[[ SOURCE MATERIAL, beginning ]]

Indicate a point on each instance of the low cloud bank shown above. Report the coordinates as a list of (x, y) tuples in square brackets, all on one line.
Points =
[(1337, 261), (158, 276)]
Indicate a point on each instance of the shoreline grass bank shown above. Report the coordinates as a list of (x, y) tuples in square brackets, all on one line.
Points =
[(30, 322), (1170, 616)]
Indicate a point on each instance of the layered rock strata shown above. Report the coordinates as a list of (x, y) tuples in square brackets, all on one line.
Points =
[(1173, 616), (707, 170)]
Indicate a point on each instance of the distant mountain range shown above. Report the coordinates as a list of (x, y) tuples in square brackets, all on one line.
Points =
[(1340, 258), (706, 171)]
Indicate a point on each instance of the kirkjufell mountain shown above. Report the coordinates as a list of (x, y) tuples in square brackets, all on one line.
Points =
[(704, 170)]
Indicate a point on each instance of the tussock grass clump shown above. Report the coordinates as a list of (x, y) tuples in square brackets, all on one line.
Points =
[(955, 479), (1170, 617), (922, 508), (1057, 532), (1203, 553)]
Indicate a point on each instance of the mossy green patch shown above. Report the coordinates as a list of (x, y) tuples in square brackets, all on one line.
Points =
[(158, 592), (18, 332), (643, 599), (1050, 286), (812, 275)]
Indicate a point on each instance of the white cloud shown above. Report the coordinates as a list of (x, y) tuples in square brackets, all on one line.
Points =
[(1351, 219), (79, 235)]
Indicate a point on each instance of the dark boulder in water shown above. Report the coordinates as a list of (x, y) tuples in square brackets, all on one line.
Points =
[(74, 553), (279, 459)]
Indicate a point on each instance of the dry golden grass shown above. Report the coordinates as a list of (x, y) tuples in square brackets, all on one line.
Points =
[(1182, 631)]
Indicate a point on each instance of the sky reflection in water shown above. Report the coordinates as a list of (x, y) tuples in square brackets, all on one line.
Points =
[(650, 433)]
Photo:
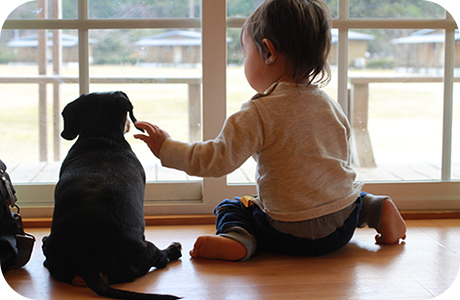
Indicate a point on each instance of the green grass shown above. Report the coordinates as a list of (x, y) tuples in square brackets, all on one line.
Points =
[(166, 105)]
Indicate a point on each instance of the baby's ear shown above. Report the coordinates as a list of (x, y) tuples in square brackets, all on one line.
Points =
[(270, 52)]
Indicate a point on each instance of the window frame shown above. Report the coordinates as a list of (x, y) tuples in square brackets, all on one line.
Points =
[(201, 197)]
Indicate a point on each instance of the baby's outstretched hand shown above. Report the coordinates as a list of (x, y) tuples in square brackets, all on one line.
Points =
[(154, 138)]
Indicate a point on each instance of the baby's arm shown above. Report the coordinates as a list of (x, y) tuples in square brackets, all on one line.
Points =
[(154, 138)]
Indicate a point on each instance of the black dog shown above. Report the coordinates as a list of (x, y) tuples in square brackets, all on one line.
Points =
[(98, 225)]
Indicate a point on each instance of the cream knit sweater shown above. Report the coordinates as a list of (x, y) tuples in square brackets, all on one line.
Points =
[(299, 138)]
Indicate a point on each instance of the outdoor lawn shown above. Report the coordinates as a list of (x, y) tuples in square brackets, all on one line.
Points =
[(405, 119)]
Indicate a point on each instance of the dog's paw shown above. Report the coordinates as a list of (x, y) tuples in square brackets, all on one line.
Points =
[(174, 251)]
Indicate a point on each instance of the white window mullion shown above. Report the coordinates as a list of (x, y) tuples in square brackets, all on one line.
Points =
[(83, 46), (449, 62), (342, 52)]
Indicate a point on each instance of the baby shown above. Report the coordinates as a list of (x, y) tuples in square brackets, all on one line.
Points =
[(308, 202)]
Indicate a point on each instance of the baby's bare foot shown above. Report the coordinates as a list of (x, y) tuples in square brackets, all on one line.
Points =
[(392, 225), (217, 247)]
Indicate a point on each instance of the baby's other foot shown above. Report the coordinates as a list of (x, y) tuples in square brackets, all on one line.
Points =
[(392, 225), (217, 247)]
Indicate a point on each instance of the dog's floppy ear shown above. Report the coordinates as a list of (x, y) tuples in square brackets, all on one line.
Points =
[(72, 119), (129, 109)]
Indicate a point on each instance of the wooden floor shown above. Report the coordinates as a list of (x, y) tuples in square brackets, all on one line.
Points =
[(422, 268)]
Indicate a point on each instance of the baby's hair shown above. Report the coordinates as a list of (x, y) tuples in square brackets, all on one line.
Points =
[(298, 29)]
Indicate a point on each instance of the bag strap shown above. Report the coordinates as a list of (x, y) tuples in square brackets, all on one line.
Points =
[(12, 199)]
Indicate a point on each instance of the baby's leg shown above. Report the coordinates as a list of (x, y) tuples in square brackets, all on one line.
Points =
[(392, 225), (380, 213)]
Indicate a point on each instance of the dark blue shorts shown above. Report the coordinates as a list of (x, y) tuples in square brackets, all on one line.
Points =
[(231, 213)]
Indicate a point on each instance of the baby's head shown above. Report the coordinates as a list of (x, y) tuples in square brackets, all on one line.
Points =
[(298, 29)]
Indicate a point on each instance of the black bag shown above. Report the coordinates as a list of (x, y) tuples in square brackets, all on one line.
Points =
[(15, 245)]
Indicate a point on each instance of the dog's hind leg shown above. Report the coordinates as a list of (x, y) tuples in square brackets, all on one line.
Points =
[(173, 252)]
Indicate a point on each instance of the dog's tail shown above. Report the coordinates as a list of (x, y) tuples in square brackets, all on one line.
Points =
[(95, 282)]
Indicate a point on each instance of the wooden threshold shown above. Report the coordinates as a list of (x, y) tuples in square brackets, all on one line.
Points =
[(208, 219)]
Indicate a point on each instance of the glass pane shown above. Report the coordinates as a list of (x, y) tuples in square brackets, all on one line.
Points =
[(46, 9), (160, 71), (456, 113), (244, 8), (396, 103), (144, 9), (395, 9), (30, 115)]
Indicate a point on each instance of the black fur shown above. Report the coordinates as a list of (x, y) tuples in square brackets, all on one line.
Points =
[(98, 222)]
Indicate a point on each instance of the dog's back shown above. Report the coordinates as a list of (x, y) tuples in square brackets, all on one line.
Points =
[(98, 222)]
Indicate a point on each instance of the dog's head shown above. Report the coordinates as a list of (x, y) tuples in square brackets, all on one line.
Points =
[(97, 114)]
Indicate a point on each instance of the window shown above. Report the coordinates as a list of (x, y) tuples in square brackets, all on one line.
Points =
[(395, 73)]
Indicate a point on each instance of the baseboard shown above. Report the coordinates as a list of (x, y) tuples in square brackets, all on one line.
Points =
[(210, 219)]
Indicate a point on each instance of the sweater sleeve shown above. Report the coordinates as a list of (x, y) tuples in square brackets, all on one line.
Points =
[(240, 137)]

[[ SOURCE MATERIAL, end ]]

• [WHAT THE TASK ASKS] Make an exact copy of the records above. Keep out every picture.

• [EXERCISE RESULT]
Indicate a point on each instance of the low cloud bank shown above. Report the coordinates as a list of (x, y) tuples in square brackets, all on one line.
Points =
[(1337, 261), (158, 276)]
Indicate a point on each instance of the shoreline grass bank shown above. Report the coordinates as a list of (x, y) tuples in square brackets, all on one line.
Points =
[(30, 322), (1170, 616)]
Indicate a point on each instance of the layered rock strata shown above. Report the coordinates as a list of (x, y) tuples in square brackets, all on one line.
Points =
[(1173, 616), (707, 170)]
Indicate a point on each instance of the distant mountain range shown above. Report the coordinates as a list of (x, y) tuples in square brackets, all on one line.
Points =
[(1340, 258), (706, 171)]
Indicate a point on each instance of the kirkjufell mountain shown above. Report the coordinates as a list of (x, y) tuples in square brackets, all on one line.
Points =
[(704, 170)]
Indicate a point on each instance of the tussock grass clump shown above. Report the coordinates as a list of (x, y) tuples in square brackets, all on one line.
Points =
[(955, 479), (1170, 617), (922, 508), (1057, 532), (1203, 553)]
Indicate a point on each instance of the mossy green patch shown above. Report the coordinates as a list of (x, y) tuples in square brackets, all on one line.
Points =
[(158, 592), (18, 332), (643, 599), (1050, 286), (812, 275)]
Indicate a point on each instance of the white cloud shown above. Report the coordinates as a list of (x, y) tuples in square brackets, all on one line.
Points =
[(1351, 219), (79, 235)]
Indicate a point on each instance of the dark boulder in water shown above. Report the coordinates as a list of (x, y) tuples in square brackets, all on one line.
Points =
[(74, 553), (279, 459)]
Indicate a point on each instance of the dry golden grass shown above. Report the coordinates as a list of (x, y) tuples in square brackets, all on one line.
Points =
[(1182, 631)]
Indicate a point on each instance of the sky reflection in water shown above. Report the coordinates as a list of (x, y) tuples in square brackets, all on one line.
Points =
[(650, 433)]
Photo:
Indicate a point on each instance of the green grass shown above. Report the coordinates as a list of (x, y) tuples in square brackets, all on one line.
Points =
[(166, 105)]
Indicate a point on each instance of the baby's ear shown above. Report the coordinates as a list of (x, y) tuples in square brackets, all on one line.
Points =
[(270, 52)]
Indicate a point on each instance of the window frame shown above. Report the coordinates as a list of (x, y) tuples in square brackets, all on one line.
Points =
[(201, 197)]
Indicate a point on each instance of the baby's outstretched hand shown above. Report the coordinates as a list of (x, y) tuples in square brackets, all on one line.
Points =
[(154, 138)]
Indicate a point on each instance of the baby's arm shown above. Report the coordinates as a list of (x, y) tuples in square brackets, all on one line.
Points =
[(154, 138)]
Indicate a point on each instance of the black dog shown above. Report the coordinates as a list of (x, y) tuples in square brackets, all on one line.
Points =
[(98, 225)]
Indicate a point on each instance of the cream knit sweater shown above. Report the coordinates as a list of (x, y) tuples in square brackets, all on one line.
Points =
[(299, 138)]
Indicate a point on each instance of the outdoor lawn shown above. Report the coordinates as a list of (x, y) tuples in square brackets, all on one line.
Points =
[(405, 119)]
Indicate a point on each instance of the dog's paw shown above. Report the coordinates as a list of (x, y) tuples in square brackets, all on one line.
Points =
[(174, 251)]
Indicate a point on each instance of the white window mullion shown above. Report the coordinates as a list of (x, y) tuples in square brackets, all on one line.
Points =
[(83, 46), (449, 62), (342, 52)]
Indicate a point on each instance of the baby shown above. Report the coordinates as a list of (x, y) tuples in square brackets, all on one line.
Points =
[(308, 202)]
Indicate a point on each instance of the baby's bare foot shown above. Report the coordinates as a list of (x, y) tuples in square brackets, all on one line.
Points =
[(392, 225), (217, 247)]
Indicate a point on each instance of the baby's other foot shown above. Report the coordinates as a list of (x, y) tuples in square brackets, all on one line.
Points =
[(392, 225), (217, 247)]
Indicate a point on each instance of the dog's floppy ear shown above. Report the coordinates as a list of (x, y) tuples in square brackets, all on one line.
Points =
[(72, 119), (129, 109)]
Indicate a point on each instance of the wooden floor shown above. Report the coordinates as a list of (x, y) tuples in square brackets, all on one line.
Points =
[(422, 268)]
Indicate a point on each instance of the baby's hair shown above. Report the coordinates as a list of (x, y) tuples in square brackets, all on one line.
Points =
[(298, 29)]
Indicate a point on each instance of the bag strap shown above. Report the coordinates as a list of (x, y) tuples in square brackets, all on one line.
Points =
[(12, 199)]
Indicate a point on each instance of the baby's leg shown above. Report the coordinates as a list of (x, y) tuples in square brackets, all on one line.
Points =
[(392, 225), (380, 213)]
Indicate a point on each instance of the dark blue shorts shown above. Report the coordinates as a list of (x, y) tuples in square brackets, all on one line.
Points =
[(231, 213)]
Indicate a point on each instance of the baby's head shown above. Report the coordinates as a list of (x, y) tuples in square brackets, all on one line.
Points =
[(298, 29)]
Indicate a point on each instance of the black bag shown above. Report the coordinates as a list of (x, y) tuples in square brackets, all on one line.
Points =
[(15, 245)]
Indicate a point on each instance of the dog's hind leg shown above. Report the coordinates as a list of (x, y) tuples in square brackets, all on one line.
Points =
[(173, 252)]
Indicate a point on each instance of the dog's tail shown above. Report the coordinates as a list of (x, y) tuples in square brackets, all on one line.
Points =
[(95, 282)]
Indicate a point on each instance of the wooden threshold shown above. Report the coordinates as a list of (x, y) tuples in square brackets, all on one line.
Points =
[(208, 219)]
Indicate a point on each instance of the glass pane shown above. Report the coordinates as a list of (x, y) tuples in square brackets, all on one line.
Points =
[(46, 9), (160, 71), (456, 113), (244, 8), (396, 103), (144, 9), (395, 9), (30, 115)]
Indicate a point on each instance of the black fur shown above. Report the coordinates as a list of (x, y) tuples in square brackets, all on one line.
Points =
[(98, 222)]
Indicate a point on each instance of the dog's back shown above. Report the coordinates as a list of (x, y) tuples in square brackets, all on one line.
Points =
[(98, 222)]
Indicate a point on each instance of the dog's head shown above. Report the coordinates as a list of (x, y) tuples in square brackets, all on one line.
Points =
[(97, 114)]
Indicate a point on each instance of the window shown above. Report the coordinates as a list of (x, y) tuples in square brackets, all on one line.
Points =
[(395, 73)]
Indicate a point on each instance of the baseboard shown above. Report the coordinates as a list of (x, y) tuples in square brackets, all on one line.
Points =
[(210, 219)]
Indicate a point on each instance of the sweater sleeve shown above. Report the coordinates as a list of (x, y) tuples in square brackets, all on one line.
Points =
[(240, 137)]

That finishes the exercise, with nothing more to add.